-------- Testo della pagina --------

Il bilancio è pesantissimo: 150 morti, nessun sopravvissuto.
La dinamica non fa pensare a un incidente: l'aereo è sceso di quota per 8, lunghissimi minuti, senza mai rispondere alla torre di controllo che cercava di contattarlo.
Improbabile che entrambi i piloti potessero aver perso i sensi contemporaneamente.
L'ipotesi di un attentato si fa strada. Poi, da una delle due scatole nere, l'agghiacciante verità: approfittando dell'assenza del comandante, che era andato in bagno, il co-pilota si è chiuso in cabina e ha fatto schiantare deliberatamente l'aereo.
Ed è a questo punto che si scatena il gombloddo.
Sui social network, nei commenti agli articoli di ogni quotidiano on line, il tenore è sempre lo stesso: sono molti, troppi, quelli che affermano che "non ci stanno dicendo la verità".
Non vogliono dirci che è stato un attentato per non scatenare il panico. Non vogliono ammettere lacune nella sicurezza all'imbarco. Non vogliono ammettere che c'è stato un guasto e danno la colpa al co-pilota.

--------

Compito assegnato:
Stampa senza alcuna modifica il passo del testo sullo schianto dell'aereo che si apre con le parole contenenti "Il bilancio è" e si chiude con "cercava di contattarlo.".

-------- Righe fornite --------

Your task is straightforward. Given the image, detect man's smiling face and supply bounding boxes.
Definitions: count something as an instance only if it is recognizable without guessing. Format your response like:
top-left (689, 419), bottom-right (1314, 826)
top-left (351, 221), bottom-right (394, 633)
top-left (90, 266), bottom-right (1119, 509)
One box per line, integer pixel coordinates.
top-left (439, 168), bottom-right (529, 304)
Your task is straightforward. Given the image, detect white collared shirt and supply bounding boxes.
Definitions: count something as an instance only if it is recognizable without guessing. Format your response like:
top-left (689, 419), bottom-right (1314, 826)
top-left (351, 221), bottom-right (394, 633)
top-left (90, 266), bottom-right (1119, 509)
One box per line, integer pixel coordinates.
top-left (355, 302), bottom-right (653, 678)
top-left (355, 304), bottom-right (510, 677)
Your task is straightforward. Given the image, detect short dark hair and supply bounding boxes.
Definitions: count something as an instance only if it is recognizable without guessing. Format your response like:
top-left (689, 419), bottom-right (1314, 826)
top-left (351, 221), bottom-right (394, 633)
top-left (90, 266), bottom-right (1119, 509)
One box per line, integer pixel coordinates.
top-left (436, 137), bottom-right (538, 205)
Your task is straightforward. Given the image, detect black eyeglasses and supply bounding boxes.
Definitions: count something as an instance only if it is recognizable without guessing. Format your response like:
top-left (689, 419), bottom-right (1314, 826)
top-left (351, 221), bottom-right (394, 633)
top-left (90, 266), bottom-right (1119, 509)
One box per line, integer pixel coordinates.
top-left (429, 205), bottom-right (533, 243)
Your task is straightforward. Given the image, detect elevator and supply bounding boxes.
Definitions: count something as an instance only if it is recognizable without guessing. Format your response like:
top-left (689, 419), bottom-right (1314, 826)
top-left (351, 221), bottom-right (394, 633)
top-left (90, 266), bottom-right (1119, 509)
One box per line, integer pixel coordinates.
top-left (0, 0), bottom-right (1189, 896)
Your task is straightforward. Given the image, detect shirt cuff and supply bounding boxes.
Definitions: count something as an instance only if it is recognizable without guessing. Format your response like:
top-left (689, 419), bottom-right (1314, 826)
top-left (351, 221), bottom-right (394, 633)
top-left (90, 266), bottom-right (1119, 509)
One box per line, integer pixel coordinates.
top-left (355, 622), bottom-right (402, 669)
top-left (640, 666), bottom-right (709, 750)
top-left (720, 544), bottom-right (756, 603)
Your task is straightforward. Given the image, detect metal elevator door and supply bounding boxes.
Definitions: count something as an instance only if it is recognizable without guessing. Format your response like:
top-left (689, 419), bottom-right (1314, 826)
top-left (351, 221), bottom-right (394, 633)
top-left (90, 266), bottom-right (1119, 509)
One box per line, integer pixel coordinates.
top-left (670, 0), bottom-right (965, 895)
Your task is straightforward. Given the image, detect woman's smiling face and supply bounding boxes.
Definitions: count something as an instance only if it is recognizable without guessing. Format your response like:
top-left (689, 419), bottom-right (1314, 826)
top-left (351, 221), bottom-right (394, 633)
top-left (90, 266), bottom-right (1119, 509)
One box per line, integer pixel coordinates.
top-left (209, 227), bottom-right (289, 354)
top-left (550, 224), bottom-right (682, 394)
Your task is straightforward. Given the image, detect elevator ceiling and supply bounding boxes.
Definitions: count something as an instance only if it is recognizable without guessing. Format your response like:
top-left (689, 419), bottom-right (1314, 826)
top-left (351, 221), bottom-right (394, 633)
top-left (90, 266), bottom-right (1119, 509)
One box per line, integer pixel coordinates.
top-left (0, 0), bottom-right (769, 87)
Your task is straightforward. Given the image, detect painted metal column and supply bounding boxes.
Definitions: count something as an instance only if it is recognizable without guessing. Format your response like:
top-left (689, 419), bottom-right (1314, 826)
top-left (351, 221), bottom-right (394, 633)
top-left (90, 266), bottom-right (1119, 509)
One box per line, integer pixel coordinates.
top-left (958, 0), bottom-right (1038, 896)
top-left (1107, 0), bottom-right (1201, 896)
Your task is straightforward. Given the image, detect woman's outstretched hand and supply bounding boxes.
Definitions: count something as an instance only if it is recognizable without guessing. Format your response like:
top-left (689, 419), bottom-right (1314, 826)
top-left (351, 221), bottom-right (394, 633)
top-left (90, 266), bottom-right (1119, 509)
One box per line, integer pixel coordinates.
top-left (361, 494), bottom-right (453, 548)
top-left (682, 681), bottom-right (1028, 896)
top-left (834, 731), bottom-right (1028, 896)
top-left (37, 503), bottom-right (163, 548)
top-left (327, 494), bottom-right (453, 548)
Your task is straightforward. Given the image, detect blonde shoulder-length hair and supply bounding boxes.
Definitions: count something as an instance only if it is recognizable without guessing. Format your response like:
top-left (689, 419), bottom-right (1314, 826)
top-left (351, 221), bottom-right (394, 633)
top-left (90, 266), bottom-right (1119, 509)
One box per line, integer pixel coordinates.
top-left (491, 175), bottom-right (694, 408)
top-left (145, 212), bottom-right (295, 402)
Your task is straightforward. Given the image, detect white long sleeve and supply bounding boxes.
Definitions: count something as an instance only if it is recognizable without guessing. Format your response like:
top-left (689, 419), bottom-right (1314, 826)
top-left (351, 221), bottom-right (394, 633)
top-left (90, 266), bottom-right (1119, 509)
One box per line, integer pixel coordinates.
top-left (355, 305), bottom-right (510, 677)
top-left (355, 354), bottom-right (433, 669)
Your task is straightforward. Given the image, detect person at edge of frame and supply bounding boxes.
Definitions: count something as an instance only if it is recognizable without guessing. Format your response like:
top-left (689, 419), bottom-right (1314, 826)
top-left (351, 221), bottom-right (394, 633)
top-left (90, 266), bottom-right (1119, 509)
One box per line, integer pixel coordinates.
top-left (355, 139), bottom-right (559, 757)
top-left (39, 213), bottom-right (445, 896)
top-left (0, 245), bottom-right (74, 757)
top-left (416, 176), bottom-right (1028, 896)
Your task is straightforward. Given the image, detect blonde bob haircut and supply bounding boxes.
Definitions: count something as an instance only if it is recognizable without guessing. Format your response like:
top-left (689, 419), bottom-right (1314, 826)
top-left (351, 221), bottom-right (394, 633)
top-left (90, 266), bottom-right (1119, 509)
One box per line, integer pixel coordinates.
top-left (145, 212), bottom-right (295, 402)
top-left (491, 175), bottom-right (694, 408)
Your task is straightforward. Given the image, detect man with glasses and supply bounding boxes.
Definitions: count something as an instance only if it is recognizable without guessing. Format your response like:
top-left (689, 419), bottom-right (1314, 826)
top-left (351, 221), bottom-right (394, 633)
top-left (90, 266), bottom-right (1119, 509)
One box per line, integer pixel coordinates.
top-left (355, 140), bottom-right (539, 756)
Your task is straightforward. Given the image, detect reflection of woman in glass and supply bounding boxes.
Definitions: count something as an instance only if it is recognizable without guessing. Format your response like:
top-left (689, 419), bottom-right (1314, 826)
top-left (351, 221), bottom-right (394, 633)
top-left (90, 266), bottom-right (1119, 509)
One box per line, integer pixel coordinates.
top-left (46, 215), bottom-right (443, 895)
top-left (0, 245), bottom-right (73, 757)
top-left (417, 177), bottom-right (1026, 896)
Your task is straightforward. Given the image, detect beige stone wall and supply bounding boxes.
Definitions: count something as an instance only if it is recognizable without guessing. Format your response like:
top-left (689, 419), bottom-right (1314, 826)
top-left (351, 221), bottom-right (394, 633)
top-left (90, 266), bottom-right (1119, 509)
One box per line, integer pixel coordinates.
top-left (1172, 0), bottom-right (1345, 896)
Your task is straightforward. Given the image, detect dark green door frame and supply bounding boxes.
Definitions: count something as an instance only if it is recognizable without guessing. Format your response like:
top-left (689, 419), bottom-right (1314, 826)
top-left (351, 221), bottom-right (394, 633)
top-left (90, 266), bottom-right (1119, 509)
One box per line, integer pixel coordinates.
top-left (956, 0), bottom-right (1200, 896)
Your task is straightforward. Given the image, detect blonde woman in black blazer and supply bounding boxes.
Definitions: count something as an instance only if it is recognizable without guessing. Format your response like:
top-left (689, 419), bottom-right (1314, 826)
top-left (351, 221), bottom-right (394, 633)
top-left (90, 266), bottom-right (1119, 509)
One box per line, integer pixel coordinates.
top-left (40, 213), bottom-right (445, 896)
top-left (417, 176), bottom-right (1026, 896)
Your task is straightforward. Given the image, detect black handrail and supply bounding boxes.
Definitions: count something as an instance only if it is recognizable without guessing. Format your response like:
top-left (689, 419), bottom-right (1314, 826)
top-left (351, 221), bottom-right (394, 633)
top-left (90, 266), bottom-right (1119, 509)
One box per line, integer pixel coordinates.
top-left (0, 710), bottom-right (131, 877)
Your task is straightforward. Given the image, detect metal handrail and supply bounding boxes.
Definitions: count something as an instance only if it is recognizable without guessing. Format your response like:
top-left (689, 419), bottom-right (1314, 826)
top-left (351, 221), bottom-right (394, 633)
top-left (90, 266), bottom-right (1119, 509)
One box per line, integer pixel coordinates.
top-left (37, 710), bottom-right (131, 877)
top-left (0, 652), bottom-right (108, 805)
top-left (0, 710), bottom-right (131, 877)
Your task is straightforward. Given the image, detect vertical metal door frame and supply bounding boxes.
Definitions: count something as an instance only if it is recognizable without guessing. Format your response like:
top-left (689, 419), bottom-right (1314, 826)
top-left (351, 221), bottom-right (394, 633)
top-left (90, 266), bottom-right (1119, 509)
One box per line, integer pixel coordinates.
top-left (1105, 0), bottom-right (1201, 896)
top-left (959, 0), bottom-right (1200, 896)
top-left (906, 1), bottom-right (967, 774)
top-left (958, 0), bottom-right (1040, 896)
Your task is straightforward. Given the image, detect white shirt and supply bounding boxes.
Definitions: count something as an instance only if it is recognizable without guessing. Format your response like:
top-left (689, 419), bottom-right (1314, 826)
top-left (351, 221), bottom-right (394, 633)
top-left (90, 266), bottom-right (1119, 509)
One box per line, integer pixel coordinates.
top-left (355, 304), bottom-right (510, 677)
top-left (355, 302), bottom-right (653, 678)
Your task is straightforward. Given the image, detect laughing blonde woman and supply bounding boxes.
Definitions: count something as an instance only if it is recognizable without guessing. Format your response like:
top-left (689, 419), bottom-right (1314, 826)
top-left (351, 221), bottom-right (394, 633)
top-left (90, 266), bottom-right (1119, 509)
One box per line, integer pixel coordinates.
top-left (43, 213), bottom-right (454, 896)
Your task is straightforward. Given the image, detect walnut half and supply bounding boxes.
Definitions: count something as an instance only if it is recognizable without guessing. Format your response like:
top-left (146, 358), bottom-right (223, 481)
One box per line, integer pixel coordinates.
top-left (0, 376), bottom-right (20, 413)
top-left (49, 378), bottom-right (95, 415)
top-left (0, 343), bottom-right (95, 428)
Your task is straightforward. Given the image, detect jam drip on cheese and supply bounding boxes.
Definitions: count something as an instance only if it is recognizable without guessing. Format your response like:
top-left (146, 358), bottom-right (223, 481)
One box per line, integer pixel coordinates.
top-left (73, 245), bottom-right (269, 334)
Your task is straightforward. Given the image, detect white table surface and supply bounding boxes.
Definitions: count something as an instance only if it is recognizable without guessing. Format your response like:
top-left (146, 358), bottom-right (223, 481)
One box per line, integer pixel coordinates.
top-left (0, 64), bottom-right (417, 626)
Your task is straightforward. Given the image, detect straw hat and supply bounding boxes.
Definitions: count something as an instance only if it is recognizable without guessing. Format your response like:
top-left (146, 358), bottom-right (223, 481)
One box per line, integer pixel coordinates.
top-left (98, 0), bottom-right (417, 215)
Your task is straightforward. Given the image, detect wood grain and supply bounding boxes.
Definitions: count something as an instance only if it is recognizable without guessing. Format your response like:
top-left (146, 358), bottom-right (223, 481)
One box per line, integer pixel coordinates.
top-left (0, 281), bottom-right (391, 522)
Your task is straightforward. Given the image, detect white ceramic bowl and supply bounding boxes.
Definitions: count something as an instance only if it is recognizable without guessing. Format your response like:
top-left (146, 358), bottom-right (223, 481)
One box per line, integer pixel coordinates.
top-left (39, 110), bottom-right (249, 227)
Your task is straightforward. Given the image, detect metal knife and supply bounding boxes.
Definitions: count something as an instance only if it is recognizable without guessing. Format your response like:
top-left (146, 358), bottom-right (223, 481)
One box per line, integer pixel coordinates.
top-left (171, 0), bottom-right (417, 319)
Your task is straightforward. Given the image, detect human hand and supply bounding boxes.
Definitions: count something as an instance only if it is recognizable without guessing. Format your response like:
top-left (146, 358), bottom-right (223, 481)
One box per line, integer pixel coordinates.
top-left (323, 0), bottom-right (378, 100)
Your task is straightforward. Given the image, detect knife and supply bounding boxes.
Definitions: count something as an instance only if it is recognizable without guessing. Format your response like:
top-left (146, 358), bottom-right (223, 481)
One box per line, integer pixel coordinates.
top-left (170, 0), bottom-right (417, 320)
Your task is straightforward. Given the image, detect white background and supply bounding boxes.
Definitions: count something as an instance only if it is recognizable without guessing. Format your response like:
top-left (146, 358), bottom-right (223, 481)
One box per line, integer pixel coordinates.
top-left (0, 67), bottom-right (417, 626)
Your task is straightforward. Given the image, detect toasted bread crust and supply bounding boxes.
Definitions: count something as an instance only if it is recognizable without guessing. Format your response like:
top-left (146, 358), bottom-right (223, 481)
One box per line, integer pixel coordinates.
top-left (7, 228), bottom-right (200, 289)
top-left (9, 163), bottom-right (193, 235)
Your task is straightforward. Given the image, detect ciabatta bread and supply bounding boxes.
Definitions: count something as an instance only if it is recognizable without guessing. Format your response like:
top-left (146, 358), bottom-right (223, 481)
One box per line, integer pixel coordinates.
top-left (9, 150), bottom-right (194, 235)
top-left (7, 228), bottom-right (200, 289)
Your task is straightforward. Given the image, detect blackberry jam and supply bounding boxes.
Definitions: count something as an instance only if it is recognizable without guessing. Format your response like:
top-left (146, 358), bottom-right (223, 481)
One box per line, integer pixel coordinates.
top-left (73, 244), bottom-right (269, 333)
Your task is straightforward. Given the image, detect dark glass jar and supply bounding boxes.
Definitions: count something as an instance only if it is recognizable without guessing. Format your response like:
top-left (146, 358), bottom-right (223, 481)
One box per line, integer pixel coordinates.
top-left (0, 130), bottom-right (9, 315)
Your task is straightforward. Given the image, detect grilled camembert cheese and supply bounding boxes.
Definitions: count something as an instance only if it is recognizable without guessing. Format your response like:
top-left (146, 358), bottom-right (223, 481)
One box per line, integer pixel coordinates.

--------

Risultato dell'esercizio:
Il bilancio è pesantissimo: 150 morti, nessun sopravvissuto.
La dinamica non fa pensare a un incidente: l'aereo è sceso di quota per 8, lunghissimi minuti, senza mai rispondere alla torre di controllo che cercava di contattarlo.